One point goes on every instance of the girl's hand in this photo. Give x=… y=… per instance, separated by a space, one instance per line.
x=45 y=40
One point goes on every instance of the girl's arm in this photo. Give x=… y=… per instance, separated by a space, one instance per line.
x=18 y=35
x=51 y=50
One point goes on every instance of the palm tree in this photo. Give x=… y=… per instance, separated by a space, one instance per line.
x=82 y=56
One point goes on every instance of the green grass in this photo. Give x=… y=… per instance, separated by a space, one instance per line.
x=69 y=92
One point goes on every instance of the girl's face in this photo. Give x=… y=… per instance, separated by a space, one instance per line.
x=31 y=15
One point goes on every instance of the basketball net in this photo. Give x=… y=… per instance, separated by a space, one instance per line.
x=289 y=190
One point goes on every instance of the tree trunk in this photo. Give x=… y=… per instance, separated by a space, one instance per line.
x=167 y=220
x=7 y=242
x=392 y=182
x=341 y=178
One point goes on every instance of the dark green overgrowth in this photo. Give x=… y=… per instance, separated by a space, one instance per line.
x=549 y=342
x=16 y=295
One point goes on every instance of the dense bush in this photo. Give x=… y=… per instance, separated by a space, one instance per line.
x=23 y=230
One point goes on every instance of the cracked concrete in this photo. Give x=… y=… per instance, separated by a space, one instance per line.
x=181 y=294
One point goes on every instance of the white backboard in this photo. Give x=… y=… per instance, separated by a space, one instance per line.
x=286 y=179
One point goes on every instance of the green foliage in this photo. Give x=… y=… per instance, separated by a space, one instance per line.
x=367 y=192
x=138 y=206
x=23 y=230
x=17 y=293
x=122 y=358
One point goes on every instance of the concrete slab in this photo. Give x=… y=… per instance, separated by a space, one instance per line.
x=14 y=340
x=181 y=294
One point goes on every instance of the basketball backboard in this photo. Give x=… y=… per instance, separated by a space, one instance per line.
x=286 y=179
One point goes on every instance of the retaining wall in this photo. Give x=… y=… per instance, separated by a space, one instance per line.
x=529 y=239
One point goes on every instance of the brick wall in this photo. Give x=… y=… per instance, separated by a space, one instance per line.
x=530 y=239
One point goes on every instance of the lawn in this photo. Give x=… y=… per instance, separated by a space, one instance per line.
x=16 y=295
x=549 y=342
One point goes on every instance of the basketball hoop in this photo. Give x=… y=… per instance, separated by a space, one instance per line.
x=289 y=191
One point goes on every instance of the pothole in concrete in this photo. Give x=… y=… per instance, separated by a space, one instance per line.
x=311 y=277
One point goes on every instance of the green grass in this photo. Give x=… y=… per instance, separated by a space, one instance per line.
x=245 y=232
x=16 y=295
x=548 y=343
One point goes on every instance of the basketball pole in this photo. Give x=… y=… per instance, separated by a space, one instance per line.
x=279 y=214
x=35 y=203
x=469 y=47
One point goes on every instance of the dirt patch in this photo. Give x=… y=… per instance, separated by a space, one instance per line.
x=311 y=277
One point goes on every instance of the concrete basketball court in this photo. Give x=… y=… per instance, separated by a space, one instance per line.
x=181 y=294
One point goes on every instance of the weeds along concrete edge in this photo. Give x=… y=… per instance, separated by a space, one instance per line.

> **REQUIREMENT**
Write the data above out again in full, with every word as given.

> **ANSWER TO THIS TASK**
One point goes on every instance of the girl's hand in this photo. Give x=… y=… per instance, separated by a space, one instance per line.
x=45 y=40
One point goes on every instance of the girl's arm in this photo. Give x=… y=… per instance, separated by a space, one instance per line.
x=18 y=35
x=51 y=50
One point goes on every instance of the palm tree in this photo. Give x=… y=… per instance, separated by a space, one instance per line.
x=82 y=56
One point goes on every instance of the green grass in this photo. Give x=… y=… per instance, separated by a space, one instance per line.
x=69 y=92
One point goes on every instance of the girl's face in this photo. Give x=… y=… per instance, separated by a space, one instance per line.
x=31 y=15
One point goes on every instance of the basketball net in this photo. Give x=… y=… per instance, separated by a space, one instance per line.
x=289 y=190
One point goes on every instance of the tree trunk in this photo. Give x=… y=… per instance, separated by a space, one instance per line.
x=167 y=220
x=7 y=242
x=392 y=182
x=341 y=178
One point goes on every instance of the dark green overgrowth in this photo. Give x=… y=… per instance, separated by a space, one instance per line.
x=549 y=342
x=16 y=295
One point goes on every instance of the dense bush in this photo. Give x=… y=… per instance, separated by a space, one instance per line.
x=23 y=230
One point goes on every instance of the cracked concrete in this photo. Give x=… y=… per instance, separated by a space, one instance per line.
x=181 y=294
One point goes on every instance of the white backboard in this photo. Give x=… y=… per instance, separated by a space, one instance per line.
x=286 y=179
One point goes on every instance of the green foliage in this photo. Give x=… y=… per instance, separated by a space, one instance per line.
x=367 y=192
x=138 y=206
x=23 y=230
x=17 y=293
x=122 y=358
One point goes on every instance of the concrete slab in this photo. Give x=… y=… per instance, separated by a space, one instance per line.
x=14 y=340
x=181 y=294
One point goes on every instance of the basketball backboard in this photo. Give x=… y=… per instance, separated by a space, one instance per line.
x=286 y=179
One point goes on every instance of the retaining wall in this photo. Give x=… y=… per instance, separated by a space, one instance per line.
x=529 y=239
One point goes on every instance of the brick wall in this photo. Give x=… y=… per instance, separated by a space, one instance per line.
x=530 y=239
One point goes on every instance of the lawn in this photo. Give x=… y=… per instance, separated by a space, one instance per line.
x=16 y=295
x=549 y=342
One point goes on every instance of the basketball hoop in this photo. Give x=… y=… per instance, separated by a space, one instance per line.
x=289 y=191
One point goes on every instance of the pothole in concrete in this photo. Give x=… y=… per instance, separated by a space, one instance per line.
x=311 y=277
One point goes on every instance of the green grass in this photo. Give x=… y=… per instance, separated by a space, one instance per line.
x=245 y=232
x=16 y=295
x=548 y=343
One point goes on every instance of the basketball pole in this photo. Give x=… y=… per instance, separated by a space, one instance per line.
x=279 y=214
x=35 y=203
x=469 y=47
One point goes on every instance of the dirt patch in this photo. Give x=… y=… per instance, separated by a space, one instance per line.
x=311 y=277
One point goes on every instance of the concrete basketball court in this photo. Give x=… y=… per instance, separated by a space, one instance per line.
x=181 y=294
One point goes on every instance of the weeds along concrete edge in this photo. Give x=… y=… per instance, separated by a space, one instance per line.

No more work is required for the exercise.